Request >>
Can you change "locate it" to "mark where it is" everywhere in the lines below, keeping everything else as it is and leaving out the pictures?
[START OF Task input]
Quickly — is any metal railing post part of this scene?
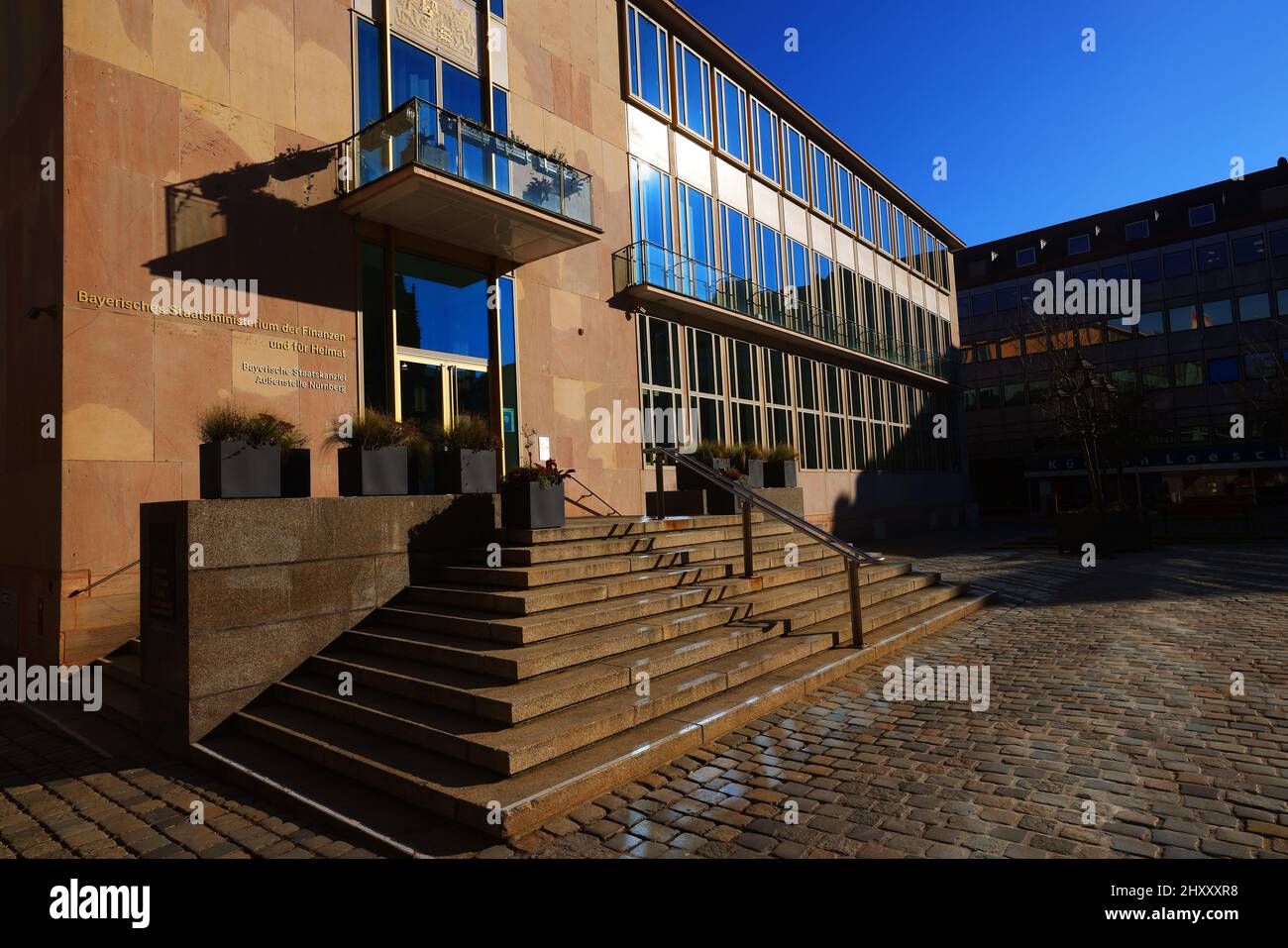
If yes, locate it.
[849,561,863,648]
[653,454,666,520]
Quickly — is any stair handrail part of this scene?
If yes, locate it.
[644,447,885,648]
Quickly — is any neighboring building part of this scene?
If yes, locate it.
[956,158,1288,514]
[0,0,969,662]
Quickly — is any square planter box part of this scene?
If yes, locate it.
[675,458,730,490]
[198,441,283,500]
[282,448,313,497]
[338,447,409,497]
[501,484,564,529]
[764,461,796,487]
[434,448,496,493]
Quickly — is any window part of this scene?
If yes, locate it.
[720,203,755,314]
[764,349,796,447]
[796,356,823,471]
[1194,241,1231,273]
[1203,300,1234,326]
[858,180,875,244]
[823,362,847,471]
[1130,257,1159,283]
[626,7,671,115]
[1231,233,1266,266]
[636,313,688,447]
[686,327,725,441]
[783,123,808,201]
[675,40,711,142]
[808,142,832,216]
[836,162,854,231]
[1167,306,1199,334]
[751,99,778,184]
[1190,203,1216,227]
[756,220,785,325]
[1208,356,1239,385]
[675,181,720,294]
[1140,362,1172,391]
[631,158,675,287]
[845,370,868,471]
[1172,362,1203,389]
[725,339,765,445]
[877,194,894,254]
[1163,249,1193,279]
[1239,292,1270,322]
[716,72,747,164]
[1124,220,1149,241]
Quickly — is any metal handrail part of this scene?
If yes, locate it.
[338,97,593,226]
[67,559,143,599]
[644,447,885,648]
[613,241,949,380]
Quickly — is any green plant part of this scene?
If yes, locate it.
[765,445,796,464]
[326,409,425,451]
[197,403,309,448]
[429,413,499,451]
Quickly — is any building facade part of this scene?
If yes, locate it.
[0,0,967,662]
[956,158,1288,515]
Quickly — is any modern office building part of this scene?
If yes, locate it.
[956,158,1288,515]
[0,0,966,661]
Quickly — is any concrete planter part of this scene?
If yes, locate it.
[501,483,564,529]
[434,448,496,493]
[198,441,284,500]
[338,447,409,497]
[760,461,796,487]
[282,448,313,497]
[675,458,731,490]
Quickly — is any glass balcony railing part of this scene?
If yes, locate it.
[613,241,949,378]
[340,99,593,224]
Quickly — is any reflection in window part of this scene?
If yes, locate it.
[394,252,488,360]
[626,7,671,113]
[716,72,747,162]
[751,99,778,184]
[675,40,711,142]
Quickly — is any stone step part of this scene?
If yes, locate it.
[273,625,831,776]
[433,533,836,588]
[465,520,795,567]
[224,591,992,837]
[364,561,912,645]
[342,561,937,682]
[494,510,765,546]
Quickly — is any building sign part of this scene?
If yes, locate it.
[1033,445,1288,474]
[393,0,480,72]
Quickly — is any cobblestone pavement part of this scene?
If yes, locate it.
[0,704,371,859]
[496,545,1288,858]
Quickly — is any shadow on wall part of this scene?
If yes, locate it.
[832,386,971,542]
[149,146,357,312]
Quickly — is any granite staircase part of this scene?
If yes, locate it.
[197,513,992,836]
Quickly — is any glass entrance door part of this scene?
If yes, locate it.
[395,352,492,430]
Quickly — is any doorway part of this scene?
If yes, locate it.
[394,349,492,430]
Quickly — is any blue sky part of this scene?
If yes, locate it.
[680,0,1288,244]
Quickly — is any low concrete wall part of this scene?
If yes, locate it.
[139,494,499,748]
[END OF Task input]
Exercise response >>
Quickly — is any metal railing post part of this scene?
If yes, mark where it is.
[849,561,863,648]
[653,454,666,520]
Quickly — is any stair handrail part of this scene?
If yes, mark where it is.
[644,447,885,648]
Quickly — is any neighboring building part of this scene?
If yes, mark where it is.
[956,158,1288,514]
[0,0,969,662]
Quickly — is any square planter box part of this scene?
If yes, mark where it is.
[675,458,730,490]
[198,441,283,500]
[282,448,313,497]
[338,447,409,497]
[501,484,564,529]
[764,461,796,487]
[434,448,496,493]
Quickly — is any window part of this scene?
If yes, mark where it is.
[720,203,755,314]
[764,349,796,447]
[796,356,823,471]
[1194,241,1231,273]
[1203,300,1234,326]
[858,180,875,244]
[823,362,847,471]
[1130,257,1159,283]
[626,7,671,115]
[1231,233,1266,266]
[636,313,688,447]
[686,327,725,441]
[783,123,808,201]
[675,40,711,142]
[808,142,832,216]
[836,162,854,231]
[1167,306,1199,334]
[751,99,778,184]
[1190,203,1216,227]
[756,220,785,325]
[1208,356,1239,385]
[675,181,720,294]
[1140,362,1172,391]
[631,158,675,287]
[845,370,868,471]
[1172,362,1203,389]
[725,339,765,445]
[877,194,894,254]
[1163,249,1193,279]
[1239,292,1270,322]
[716,72,747,164]
[1124,220,1149,241]
Quickly — is any metal handrail part of this scene?
If yes, mark where it is.
[338,97,593,226]
[67,559,143,599]
[644,447,885,648]
[613,241,949,380]
Quickly — is any green plant part of this scene?
If yes, mark where it is.
[765,445,796,464]
[326,409,425,451]
[197,403,309,448]
[429,413,499,451]
Quickly — is any building facade part of this scene?
If yes, mark where it is.
[0,0,967,662]
[956,158,1288,515]
Quickly — is any modern office building part of this scene?
If yes, mark where it is.
[956,158,1288,515]
[0,0,966,661]
Quickly — is any concrete planter part of this scene?
If yes, mark where it is.
[501,483,564,529]
[434,448,496,493]
[198,441,284,500]
[338,447,409,497]
[760,461,796,487]
[282,448,313,497]
[675,458,731,490]
Quickly — is any glass balcony railing part of this scene?
If yes, mark where it is.
[613,241,949,378]
[340,99,593,224]
Quickly — is any reflection in window part of this scene?
If yes, mark where it is.
[394,252,488,360]
[626,7,671,113]
[716,72,747,162]
[751,99,778,184]
[675,40,711,142]
Quickly — is any stone step part of this scene?
If yes, mark where it is.
[273,625,831,776]
[433,533,836,588]
[465,520,795,567]
[224,591,992,837]
[364,561,912,645]
[342,561,937,682]
[494,510,765,546]
Quickly — is any building sign part of this scene?
If yes, mark where it is.
[1033,445,1288,474]
[393,0,480,72]
Quickly — is any cobblestone pavement part of this scene?
If yes, mark where it is.
[0,704,371,859]
[496,545,1288,858]
Quickly — is any shadow on wall part of this scene?
If yes, mark where it is.
[832,386,971,542]
[149,146,357,312]
Quickly — is any granite staircase part of this scene?
If yes, mark where it is.
[197,513,992,836]
Quickly — is any glass entrance door part of this scene?
If yes, mark where it is.
[395,352,492,430]
Quickly — is any doorway part of this scene?
If yes, mark where it is.
[394,349,492,430]
Quickly — is any blue sky part of this scene?
If yes, mark where it is.
[680,0,1288,244]
Quickly — is any low concrete wall part of this scene?
If yes, mark where it is.
[139,494,499,748]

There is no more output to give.